- **DATA SHOWN**:
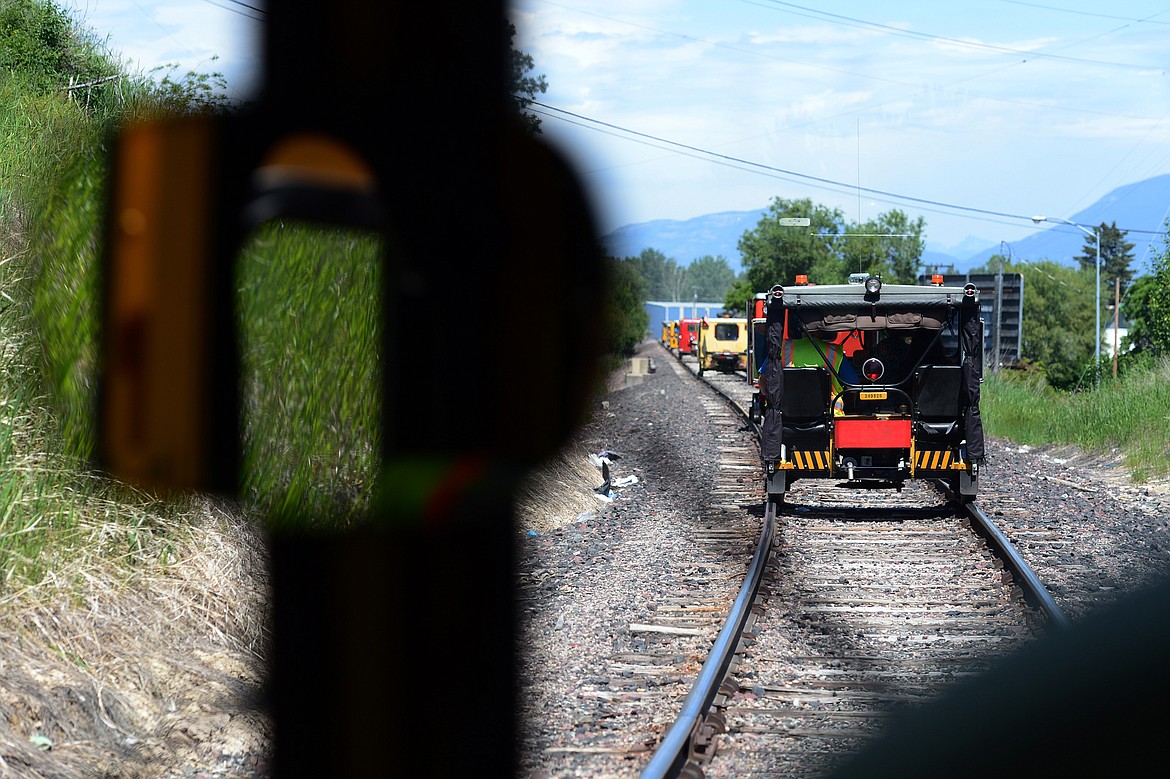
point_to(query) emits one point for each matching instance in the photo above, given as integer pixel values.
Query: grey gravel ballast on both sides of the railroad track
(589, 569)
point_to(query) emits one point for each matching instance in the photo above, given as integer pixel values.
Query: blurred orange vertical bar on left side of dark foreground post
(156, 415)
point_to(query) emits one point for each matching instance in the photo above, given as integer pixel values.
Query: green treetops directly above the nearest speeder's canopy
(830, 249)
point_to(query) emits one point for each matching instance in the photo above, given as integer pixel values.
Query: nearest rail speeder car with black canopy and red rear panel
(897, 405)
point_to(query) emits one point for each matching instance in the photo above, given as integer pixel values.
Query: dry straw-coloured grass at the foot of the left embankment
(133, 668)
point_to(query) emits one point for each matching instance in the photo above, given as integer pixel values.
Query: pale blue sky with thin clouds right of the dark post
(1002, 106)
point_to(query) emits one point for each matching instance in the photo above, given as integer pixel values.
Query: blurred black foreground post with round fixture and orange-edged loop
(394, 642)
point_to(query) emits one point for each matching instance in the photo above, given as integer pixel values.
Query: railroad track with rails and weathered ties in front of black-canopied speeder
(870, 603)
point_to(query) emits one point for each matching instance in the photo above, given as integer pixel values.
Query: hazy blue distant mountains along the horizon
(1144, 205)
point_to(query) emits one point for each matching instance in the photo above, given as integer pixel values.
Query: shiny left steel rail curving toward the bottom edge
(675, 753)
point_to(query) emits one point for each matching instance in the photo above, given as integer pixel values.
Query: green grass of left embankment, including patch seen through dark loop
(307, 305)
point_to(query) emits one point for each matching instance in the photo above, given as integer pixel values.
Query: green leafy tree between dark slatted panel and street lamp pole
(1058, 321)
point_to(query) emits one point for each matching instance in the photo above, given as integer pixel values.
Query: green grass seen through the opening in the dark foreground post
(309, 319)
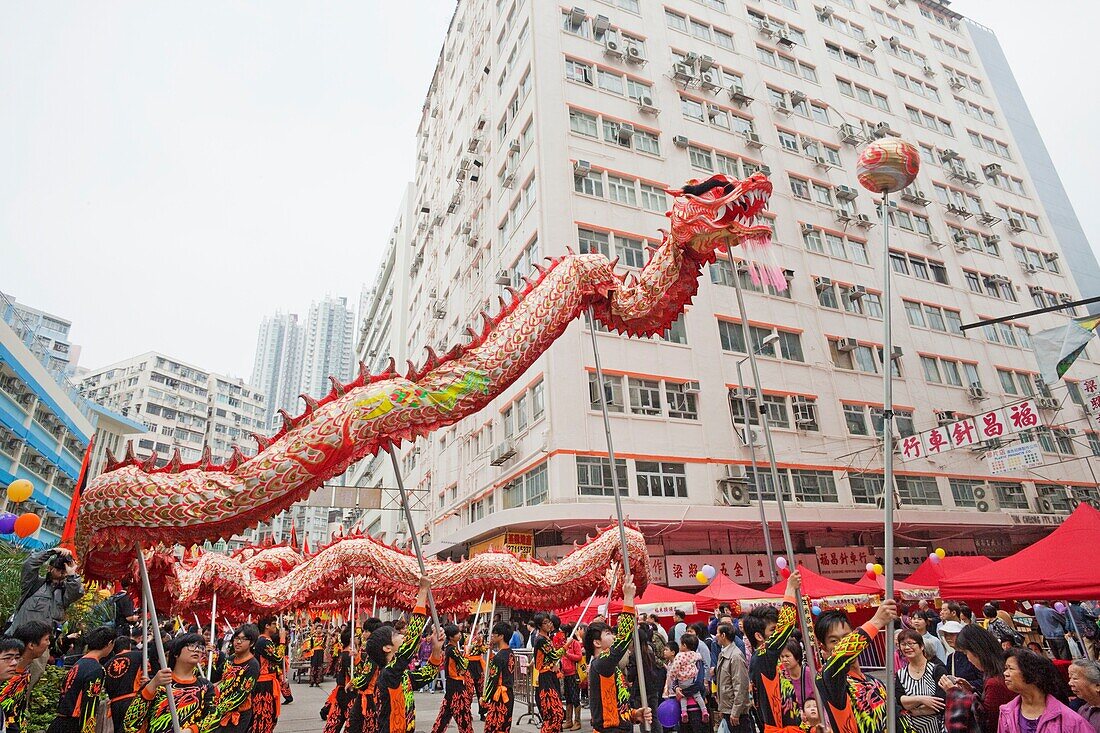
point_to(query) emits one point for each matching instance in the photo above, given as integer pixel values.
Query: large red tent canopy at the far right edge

- **TASK ITEM**: Take the line that contains "Query: shiny left" and all lines after it to the end of the material above, and copy them verbatim without any images.

- **EXPECTED ANSWER**:
Query: shiny left steel rail curving toward the bottom edge
(675, 753)
point_to(query) emits one point for each matching instance in the photo above, given as integer pixel values.
Query: green grass of left embankment, including patch seen through dark loop
(307, 305)
point_to(query) emits one point for each matching instance in the photo above, given as integer pixel values.
Query: green leafy tree between dark slatted panel and street lamp pole
(1058, 321)
point_to(query) emits one point for each matching instance in the photo above, given as integer pixel values.
Query: green grass seen through the opening in the dark foreground post
(309, 319)
point_to(query) emits one point for each matching instance in the photo above, given as integer pixel values.
Query: large red tent canopy at the far right edge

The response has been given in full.